◆ Page excerpt ◆
***

It’s simple. You don’t.

But there’s more to Appel than his time as Springsteen’s first manager, the man who discovered the Boss and help launch him on a road that has taken Springsteen from the Jersey Shore bars to Broadway, and made him America’s rock laureate.

For starters, Appel wants to follow Springsteen onto the Great White Way. He’s written a musical called “Stage Door Johnny,” and is in serious discussions to get it mounted.

“No one should be a ‘stage door johnny’ in his or her own life,” Appel, 76, told the Advance recently. “No more waiting in the wings of your life like so many people actually do.”

Even hard-core Springsteen fans may not realize that Appel has been an Islander for decades. He used to live on Todt Hill, which Appel said reminded him of Old Brookville, L.I., where he grew up. These days, Appel’s in Dongan Hills.

And Appel said an Island Broadway icon, the late composer Galt MacDermot, who inspired him to write “Stage Door Johnny.”

“He told me there are no ‘sacred cows’ on Broadway,” said Appel, a songwriter in his own right who worked in Wes Farrell’s bubblegum factory penning songs for the Partridge Family, and later produced and wrote songs for heavy metal pioneers Sir Lord Baltimore.

For the musical, which has been in the works for more than 15 years, Appel started with his best songs and then wrote a story “that uses those songs in an organic and natural way.”

It’s not how Broadway shows are generally conceived, but Appel thinks his approach will give the show and its songs a chance to reach a mainstream audience.

He said, “I chose Broadway at this time in my life because there are virtually no outlets for songwriters of my generation to reach the baby boomer and classic rock audience other than Broadway.”

Appel said the show might even get millennials to dig into the classic rock of the past and use it as inspiration for their own work.

Bruce Springsteen and Mike Appel backstage on the last night of the Working On A Dream Tour. Springsteen dedicated the show to Appel in honor of it being the first time that Springsteen and The E Street Band played his first album,

Bruce Springsteen and Mike Appel backstage on the last night of the Working On A Dream Tour. Springsteen dedicated the show to Appel in honor of it being the first time that Springsteen and The E Street Band played his first album, "Greetings from Asbury Park, N.J.," produced by Appel, in it’s entirety. The date was Nov. 22, 2009 in Buffalo N.Y. (Photo courtesy of James Appel)

The Springsteen-Appel story is part rock legend, part cautionary tale.

Appel was Springsteen’s manager, and produced Springsteen’s first three records: “Greetings from Asbury Park, N.J.,” “The Wild, the Innocent and the E-Street Shuffle” and the iconic “Born to Run.”

It's that last album, which Appel co-produced, that famously got Springsteen on the cover of Time and Newsweek simultaneously.

But the two had a business falling-out that birthed an epic court battle. The legal fight was settled, and the two have rebuilt their personal relationship. Springsteen invited Appel to one of the Broadway shows, and had him come backstage.

“It was an ignorant time,” Appel said of the split. “He didn’t know, and I didn’t know, about the lawyers and their jockeying for their own benefit. And I learned that.”

***

◆ Data records ◆
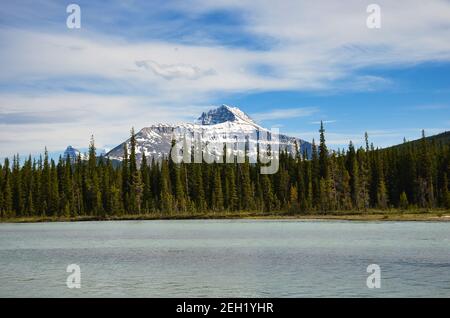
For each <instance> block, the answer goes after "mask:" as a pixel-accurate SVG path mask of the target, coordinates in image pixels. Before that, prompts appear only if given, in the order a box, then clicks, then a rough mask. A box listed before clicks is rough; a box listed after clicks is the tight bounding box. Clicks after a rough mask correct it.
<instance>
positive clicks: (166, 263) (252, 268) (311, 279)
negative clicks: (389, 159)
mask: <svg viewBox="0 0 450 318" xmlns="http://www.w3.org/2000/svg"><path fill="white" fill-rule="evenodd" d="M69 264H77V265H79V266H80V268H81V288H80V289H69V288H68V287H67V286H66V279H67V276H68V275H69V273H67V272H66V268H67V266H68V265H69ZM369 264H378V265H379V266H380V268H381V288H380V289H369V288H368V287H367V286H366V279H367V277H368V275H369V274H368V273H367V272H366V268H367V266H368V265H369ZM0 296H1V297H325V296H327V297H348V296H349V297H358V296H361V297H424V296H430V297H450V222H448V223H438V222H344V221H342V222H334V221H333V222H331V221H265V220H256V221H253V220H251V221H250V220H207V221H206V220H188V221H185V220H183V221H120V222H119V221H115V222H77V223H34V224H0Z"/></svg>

***

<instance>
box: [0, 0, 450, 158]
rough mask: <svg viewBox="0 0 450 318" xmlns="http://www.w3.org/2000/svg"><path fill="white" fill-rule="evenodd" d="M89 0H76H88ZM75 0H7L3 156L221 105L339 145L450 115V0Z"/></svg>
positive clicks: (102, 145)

***

◆ Problem description ◆
Copy word for word the passage of the article about Mike Appel above, from "But the two" up to and including "him come backstage.".

◆ Solution below ◆
But the two had a business falling-out that birthed an epic court battle. The legal fight was settled, and the two have rebuilt their personal relationship. Springsteen invited Appel to one of the Broadway shows, and had him come backstage.